Your task: Copy every line of the data below verbatim, leaving out the pictures.

◆ ◆ ◆

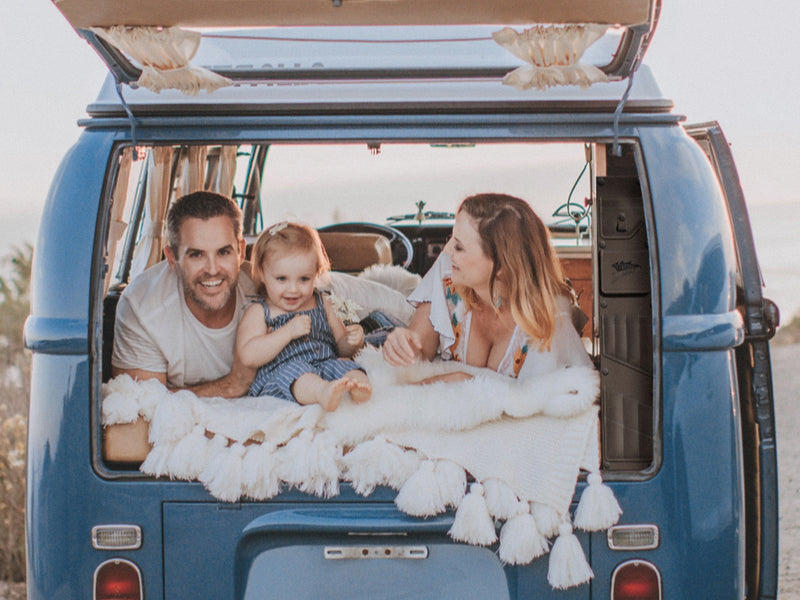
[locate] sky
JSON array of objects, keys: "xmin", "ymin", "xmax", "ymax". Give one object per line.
[{"xmin": 0, "ymin": 0, "xmax": 800, "ymax": 314}]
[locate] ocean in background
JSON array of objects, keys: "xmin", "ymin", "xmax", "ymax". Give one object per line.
[
  {"xmin": 0, "ymin": 200, "xmax": 800, "ymax": 325},
  {"xmin": 748, "ymin": 199, "xmax": 800, "ymax": 325}
]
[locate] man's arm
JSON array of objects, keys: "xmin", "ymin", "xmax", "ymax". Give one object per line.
[{"xmin": 111, "ymin": 358, "xmax": 256, "ymax": 398}]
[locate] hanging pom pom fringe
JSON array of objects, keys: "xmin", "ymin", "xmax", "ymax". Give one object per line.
[
  {"xmin": 498, "ymin": 501, "xmax": 550, "ymax": 565},
  {"xmin": 531, "ymin": 502, "xmax": 563, "ymax": 538},
  {"xmin": 200, "ymin": 444, "xmax": 244, "ymax": 502},
  {"xmin": 342, "ymin": 436, "xmax": 419, "ymax": 496},
  {"xmin": 483, "ymin": 477, "xmax": 530, "ymax": 521},
  {"xmin": 394, "ymin": 460, "xmax": 446, "ymax": 517},
  {"xmin": 242, "ymin": 444, "xmax": 281, "ymax": 500},
  {"xmin": 575, "ymin": 473, "xmax": 622, "ymax": 531},
  {"xmin": 448, "ymin": 483, "xmax": 497, "ymax": 546},
  {"xmin": 168, "ymin": 425, "xmax": 211, "ymax": 480},
  {"xmin": 547, "ymin": 523, "xmax": 594, "ymax": 590},
  {"xmin": 149, "ymin": 390, "xmax": 195, "ymax": 444},
  {"xmin": 434, "ymin": 460, "xmax": 467, "ymax": 508}
]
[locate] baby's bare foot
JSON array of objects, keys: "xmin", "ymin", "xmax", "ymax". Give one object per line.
[
  {"xmin": 317, "ymin": 379, "xmax": 349, "ymax": 412},
  {"xmin": 345, "ymin": 371, "xmax": 372, "ymax": 404}
]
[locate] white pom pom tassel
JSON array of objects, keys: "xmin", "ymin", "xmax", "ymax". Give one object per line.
[
  {"xmin": 575, "ymin": 473, "xmax": 622, "ymax": 531},
  {"xmin": 150, "ymin": 390, "xmax": 195, "ymax": 444},
  {"xmin": 200, "ymin": 443, "xmax": 244, "ymax": 502},
  {"xmin": 298, "ymin": 432, "xmax": 342, "ymax": 498},
  {"xmin": 139, "ymin": 444, "xmax": 174, "ymax": 477},
  {"xmin": 342, "ymin": 436, "xmax": 419, "ymax": 496},
  {"xmin": 276, "ymin": 429, "xmax": 314, "ymax": 487},
  {"xmin": 547, "ymin": 522, "xmax": 594, "ymax": 590},
  {"xmin": 448, "ymin": 483, "xmax": 497, "ymax": 546},
  {"xmin": 394, "ymin": 460, "xmax": 446, "ymax": 517},
  {"xmin": 531, "ymin": 502, "xmax": 564, "ymax": 538},
  {"xmin": 434, "ymin": 460, "xmax": 467, "ymax": 508},
  {"xmin": 498, "ymin": 501, "xmax": 550, "ymax": 565},
  {"xmin": 276, "ymin": 429, "xmax": 341, "ymax": 498},
  {"xmin": 168, "ymin": 425, "xmax": 211, "ymax": 480},
  {"xmin": 483, "ymin": 477, "xmax": 530, "ymax": 521}
]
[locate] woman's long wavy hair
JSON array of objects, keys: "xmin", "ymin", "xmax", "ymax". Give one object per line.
[{"xmin": 458, "ymin": 194, "xmax": 570, "ymax": 350}]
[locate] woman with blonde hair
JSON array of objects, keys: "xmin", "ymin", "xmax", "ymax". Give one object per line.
[{"xmin": 383, "ymin": 194, "xmax": 590, "ymax": 383}]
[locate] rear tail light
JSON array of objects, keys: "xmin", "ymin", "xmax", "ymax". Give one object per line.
[
  {"xmin": 611, "ymin": 560, "xmax": 661, "ymax": 600},
  {"xmin": 94, "ymin": 558, "xmax": 144, "ymax": 600}
]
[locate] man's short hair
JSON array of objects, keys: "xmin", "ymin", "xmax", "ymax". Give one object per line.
[{"xmin": 167, "ymin": 192, "xmax": 242, "ymax": 254}]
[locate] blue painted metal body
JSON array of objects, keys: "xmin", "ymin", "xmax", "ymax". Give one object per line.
[{"xmin": 25, "ymin": 86, "xmax": 768, "ymax": 600}]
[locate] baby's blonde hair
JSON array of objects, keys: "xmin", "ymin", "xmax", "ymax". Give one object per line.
[{"xmin": 250, "ymin": 221, "xmax": 331, "ymax": 292}]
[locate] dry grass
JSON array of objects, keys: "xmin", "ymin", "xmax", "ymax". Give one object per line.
[{"xmin": 0, "ymin": 246, "xmax": 33, "ymax": 584}]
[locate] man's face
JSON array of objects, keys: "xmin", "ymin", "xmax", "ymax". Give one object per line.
[{"xmin": 165, "ymin": 216, "xmax": 245, "ymax": 324}]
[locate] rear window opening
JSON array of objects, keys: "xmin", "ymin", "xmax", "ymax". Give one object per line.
[{"xmin": 98, "ymin": 140, "xmax": 657, "ymax": 472}]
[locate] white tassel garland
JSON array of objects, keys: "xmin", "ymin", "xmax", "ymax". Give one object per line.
[
  {"xmin": 394, "ymin": 460, "xmax": 446, "ymax": 517},
  {"xmin": 150, "ymin": 390, "xmax": 195, "ymax": 444},
  {"xmin": 531, "ymin": 502, "xmax": 564, "ymax": 538},
  {"xmin": 168, "ymin": 425, "xmax": 212, "ymax": 480},
  {"xmin": 483, "ymin": 477, "xmax": 530, "ymax": 521},
  {"xmin": 434, "ymin": 460, "xmax": 467, "ymax": 508},
  {"xmin": 575, "ymin": 473, "xmax": 622, "ymax": 531},
  {"xmin": 101, "ymin": 375, "xmax": 139, "ymax": 425},
  {"xmin": 200, "ymin": 443, "xmax": 244, "ymax": 502},
  {"xmin": 139, "ymin": 444, "xmax": 173, "ymax": 477},
  {"xmin": 498, "ymin": 501, "xmax": 550, "ymax": 565},
  {"xmin": 342, "ymin": 436, "xmax": 419, "ymax": 496},
  {"xmin": 448, "ymin": 483, "xmax": 497, "ymax": 546},
  {"xmin": 242, "ymin": 444, "xmax": 281, "ymax": 500},
  {"xmin": 276, "ymin": 429, "xmax": 341, "ymax": 498},
  {"xmin": 547, "ymin": 522, "xmax": 594, "ymax": 590}
]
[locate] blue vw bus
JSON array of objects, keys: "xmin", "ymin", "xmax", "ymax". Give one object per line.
[{"xmin": 25, "ymin": 0, "xmax": 778, "ymax": 600}]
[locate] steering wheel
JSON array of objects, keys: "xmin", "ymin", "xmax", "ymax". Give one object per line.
[{"xmin": 318, "ymin": 222, "xmax": 414, "ymax": 269}]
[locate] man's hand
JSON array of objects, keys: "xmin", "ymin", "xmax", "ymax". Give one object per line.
[
  {"xmin": 381, "ymin": 327, "xmax": 422, "ymax": 367},
  {"xmin": 415, "ymin": 371, "xmax": 472, "ymax": 385}
]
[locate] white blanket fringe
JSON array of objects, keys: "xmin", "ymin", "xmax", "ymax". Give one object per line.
[{"xmin": 102, "ymin": 349, "xmax": 621, "ymax": 589}]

◆ ◆ ◆

Written solution:
[locate] sky
JSON array of objects, keys: "xmin", "ymin", "xmax", "ymax". Give one object per line.
[{"xmin": 0, "ymin": 0, "xmax": 800, "ymax": 314}]
[locate] ocean in background
JSON array of objects, keys: "xmin", "ymin", "xmax", "ymax". Give one object per line.
[
  {"xmin": 0, "ymin": 200, "xmax": 800, "ymax": 325},
  {"xmin": 748, "ymin": 199, "xmax": 800, "ymax": 325}
]
[locate] man's arm
JSON array of objects, keys: "xmin", "ymin", "xmax", "ymax". Give one object per line.
[{"xmin": 111, "ymin": 358, "xmax": 256, "ymax": 398}]
[locate] hanging pom pom fringe
JSON array of objects, keys: "xmin", "ymin", "xmax", "ymax". Give one object per line.
[
  {"xmin": 498, "ymin": 501, "xmax": 550, "ymax": 565},
  {"xmin": 531, "ymin": 502, "xmax": 563, "ymax": 538},
  {"xmin": 200, "ymin": 444, "xmax": 244, "ymax": 502},
  {"xmin": 342, "ymin": 436, "xmax": 419, "ymax": 496},
  {"xmin": 483, "ymin": 477, "xmax": 530, "ymax": 521},
  {"xmin": 394, "ymin": 460, "xmax": 446, "ymax": 517},
  {"xmin": 242, "ymin": 444, "xmax": 281, "ymax": 500},
  {"xmin": 575, "ymin": 473, "xmax": 622, "ymax": 531},
  {"xmin": 448, "ymin": 483, "xmax": 497, "ymax": 546},
  {"xmin": 168, "ymin": 425, "xmax": 211, "ymax": 480},
  {"xmin": 547, "ymin": 523, "xmax": 594, "ymax": 590},
  {"xmin": 149, "ymin": 390, "xmax": 195, "ymax": 444},
  {"xmin": 434, "ymin": 460, "xmax": 467, "ymax": 508}
]
[locate] baby's bare foot
JSON array of objects, keys: "xmin", "ymin", "xmax", "ymax". Give one object per line.
[
  {"xmin": 317, "ymin": 379, "xmax": 349, "ymax": 412},
  {"xmin": 345, "ymin": 371, "xmax": 372, "ymax": 404}
]
[locate] white pom pom tassel
JSON array of objects, keys: "xmin", "ymin", "xmax", "ymax". Give one object per line.
[
  {"xmin": 575, "ymin": 473, "xmax": 622, "ymax": 531},
  {"xmin": 150, "ymin": 390, "xmax": 195, "ymax": 444},
  {"xmin": 200, "ymin": 443, "xmax": 244, "ymax": 502},
  {"xmin": 298, "ymin": 432, "xmax": 342, "ymax": 498},
  {"xmin": 139, "ymin": 444, "xmax": 174, "ymax": 477},
  {"xmin": 342, "ymin": 436, "xmax": 419, "ymax": 496},
  {"xmin": 276, "ymin": 429, "xmax": 314, "ymax": 487},
  {"xmin": 547, "ymin": 522, "xmax": 594, "ymax": 590},
  {"xmin": 448, "ymin": 483, "xmax": 497, "ymax": 546},
  {"xmin": 394, "ymin": 460, "xmax": 446, "ymax": 517},
  {"xmin": 531, "ymin": 502, "xmax": 564, "ymax": 538},
  {"xmin": 434, "ymin": 460, "xmax": 467, "ymax": 508},
  {"xmin": 498, "ymin": 501, "xmax": 550, "ymax": 565},
  {"xmin": 276, "ymin": 429, "xmax": 341, "ymax": 498},
  {"xmin": 168, "ymin": 425, "xmax": 211, "ymax": 480},
  {"xmin": 483, "ymin": 477, "xmax": 530, "ymax": 521}
]
[locate] woman's long wavy hair
JSON array of objects, keys: "xmin", "ymin", "xmax", "ymax". Give one object per line.
[{"xmin": 458, "ymin": 194, "xmax": 570, "ymax": 350}]
[locate] woman with blonde hair
JSON array of objects, keys: "xmin", "ymin", "xmax", "ymax". Give one object per line.
[{"xmin": 383, "ymin": 194, "xmax": 590, "ymax": 383}]
[locate] rear tail light
JSON array of objects, keys: "xmin", "ymin", "xmax", "ymax". Give one object per line.
[
  {"xmin": 611, "ymin": 560, "xmax": 661, "ymax": 600},
  {"xmin": 94, "ymin": 558, "xmax": 144, "ymax": 600}
]
[locate] man's short hair
JSON array of objects, keys: "xmin", "ymin", "xmax", "ymax". Give one object per line.
[{"xmin": 167, "ymin": 192, "xmax": 242, "ymax": 254}]
[locate] blue painted metal body
JSON array of objects, keys: "xmin", "ymin", "xmax", "ymax". Give one object per line.
[{"xmin": 25, "ymin": 86, "xmax": 768, "ymax": 600}]
[locate] baby's blonde hair
JSON array of objects, keys: "xmin", "ymin", "xmax", "ymax". Give one object per line.
[{"xmin": 250, "ymin": 221, "xmax": 331, "ymax": 292}]
[locate] dry grass
JSON array of objects, keys: "xmin", "ymin", "xmax", "ymax". Give one object per line.
[{"xmin": 0, "ymin": 246, "xmax": 33, "ymax": 584}]
[locate] man's face
JSON array of objects, keys: "xmin", "ymin", "xmax", "ymax". Give one object per line.
[{"xmin": 165, "ymin": 216, "xmax": 245, "ymax": 324}]
[locate] rear window opening
JSON array of objects, keys: "xmin", "ymin", "xmax", "ymax". Give one object per line.
[{"xmin": 98, "ymin": 140, "xmax": 657, "ymax": 472}]
[locate] white tassel garland
JSON array of objects, keys: "xmin", "ymin", "xmax", "ymax". Give one object per line.
[
  {"xmin": 394, "ymin": 460, "xmax": 446, "ymax": 517},
  {"xmin": 150, "ymin": 390, "xmax": 195, "ymax": 444},
  {"xmin": 531, "ymin": 502, "xmax": 564, "ymax": 538},
  {"xmin": 168, "ymin": 425, "xmax": 212, "ymax": 480},
  {"xmin": 483, "ymin": 477, "xmax": 530, "ymax": 521},
  {"xmin": 434, "ymin": 460, "xmax": 467, "ymax": 508},
  {"xmin": 575, "ymin": 473, "xmax": 622, "ymax": 531},
  {"xmin": 101, "ymin": 375, "xmax": 139, "ymax": 425},
  {"xmin": 200, "ymin": 443, "xmax": 244, "ymax": 502},
  {"xmin": 139, "ymin": 444, "xmax": 173, "ymax": 477},
  {"xmin": 498, "ymin": 501, "xmax": 550, "ymax": 565},
  {"xmin": 342, "ymin": 436, "xmax": 419, "ymax": 496},
  {"xmin": 448, "ymin": 483, "xmax": 497, "ymax": 546},
  {"xmin": 242, "ymin": 444, "xmax": 281, "ymax": 500},
  {"xmin": 276, "ymin": 429, "xmax": 341, "ymax": 498},
  {"xmin": 547, "ymin": 522, "xmax": 594, "ymax": 590}
]
[locate] blue vw bus
JSON array of objects, keys: "xmin", "ymin", "xmax", "ymax". Give one object per line.
[{"xmin": 25, "ymin": 0, "xmax": 778, "ymax": 600}]
[locate] steering wheel
JSON array of objects, keys: "xmin", "ymin", "xmax", "ymax". Give one object per line.
[{"xmin": 318, "ymin": 222, "xmax": 414, "ymax": 269}]
[locate] man's hand
JSON array of objects, keys: "xmin", "ymin", "xmax", "ymax". Give one object per line.
[
  {"xmin": 381, "ymin": 327, "xmax": 422, "ymax": 367},
  {"xmin": 415, "ymin": 371, "xmax": 472, "ymax": 385}
]
[locate] white blanket fringe
JSON array of objects, keys: "xmin", "ymin", "xmax", "ymax". Give one object per line.
[{"xmin": 102, "ymin": 349, "xmax": 621, "ymax": 589}]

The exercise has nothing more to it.